[Gegeven tekst]
Afbeelding 5: schematisch voorstelling van de verdikte oxidehuid waardoor er een natuurlijke barrière ontstaat tegen het uitreden van metaalatomen (tekening Innomet Consultancy b.v.)
Het optimaliseren van de oxidehuid
Het bedrijf Innomet Consultancy b.v. is op het idee gekomen om de chroomoxidehuid van roestvast staal te verdikken en te verdichten m.b.v. atomaire zuurstof. Het doel hiervan is om de barrière substantieel te vergroten om het uittreden van metallische elementen tegen te gaan of zelfs geheel te voorkomen. Deze verdichting kan zowel elektrochemisch als chemisch plaatsvinden mits er maar atomaire zuurstof ontstaat. Dankzij deze verdichting en verdikking van de bovenste twee toplagen, zullen dan hoogstwaarschijnlijk de metaalatomen a.h.w. vastlopen waardoor deze a.h.w. gevangen blijven in de matrix. Deze vergroting van de barrière is schematisch weergegeven in afbeelding 5. Ook is daarbij de grootte van de verschillende metaalatomen weergegeven, wat een indicatie is over de kans dat een metaalatoom kan ontsnappen uit deze oxidehuid. Dit is schematisch weergegeven in afbeelding 6. De bedoeling is dat niet alleen ijzeratomen worden tegengehouden maar ook andere elementen die in het roestvast staal aanwezig zijn. Uiteindelijk is er een uitgebreid testprogramma opgesteld in samenwerking met een onderzoeksbureau op verschillende monsters roestvast staal. Om atomaire zuurstof te laten ontstaan, is gebruik gemaakt van ozon, waterstofperoxide alsmede anodische oxidatie. Ozon en waterstofperoxide zijn instabiele verbindingen die uiteenvallen in respectievelijk moleculaire en atomaire zuurstof alsmede water en atomaire zuurstof. Uiteindelijk bleek dat alle genoemde mediums hetzelfde effect hebben op het voorkomen van rouging. Op zich is dat logisch omdat alle mechanismen dezelfde atomaire zuurstof afgeven als oxidant.

[Lijst met gegevens]
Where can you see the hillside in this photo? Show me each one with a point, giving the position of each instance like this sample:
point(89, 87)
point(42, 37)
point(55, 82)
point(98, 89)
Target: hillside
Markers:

[Uit te voeren taken]
**a)** Herschrijf in de tekst over de oxidehuid de alinea die begint met "Het bedrijf Innomet Consultancy b.v." beknopter, zonder de belangrijkste feiten weg te laten.
**b)** Citeer uit de tekst over de oxidehuid het gedeelte dat begint met "Afbeelding 5: schematisch" en doorloopt tot en met "Innomet Consultancy b.v.)".
De lijst is afkomstig uit een andere bron.

[Antwoorden per taak]
**a)** Innomet Consultancy b.v. wil de chroomoxidehuid van roestvast staal met atomaire zuurstof verdikken en verdichten. Zo ontstaat een veel sterkere barrière tegen het uittreden van metallische elementen. Dat kan elektrochemisch of chemisch, zolang er atomaire zuurstof ontstaat. Door de verdichte en verdikte bovenste twee toplagen blijven de metaalatomen hoogstwaarschijnlijk gevangen in de matrix. Dat moet gelden voor ijzeratomen en ook voor de andere elementen in het staal. Samen met een onderzoeksbureau is een uitgebreid testprogramma op verschillende monsters opgesteld. Daarbij werd atomaire zuurstof opgewekt met ozon, waterstofperoxide en anodische oxidatie. Alle drie bleken hetzelfde effect te hebben op het voorkomen van rouging, omdat ze dezelfde atomaire zuurstof als oxidant afgeven.

**b)**
Afbeelding 5: schematisch voorstelling van de verdikte oxidehuid waardoor er een natuurlijke barrière ontstaat tegen het uitreden van metaalatomen (tekening Innomet Consultancy b.v.)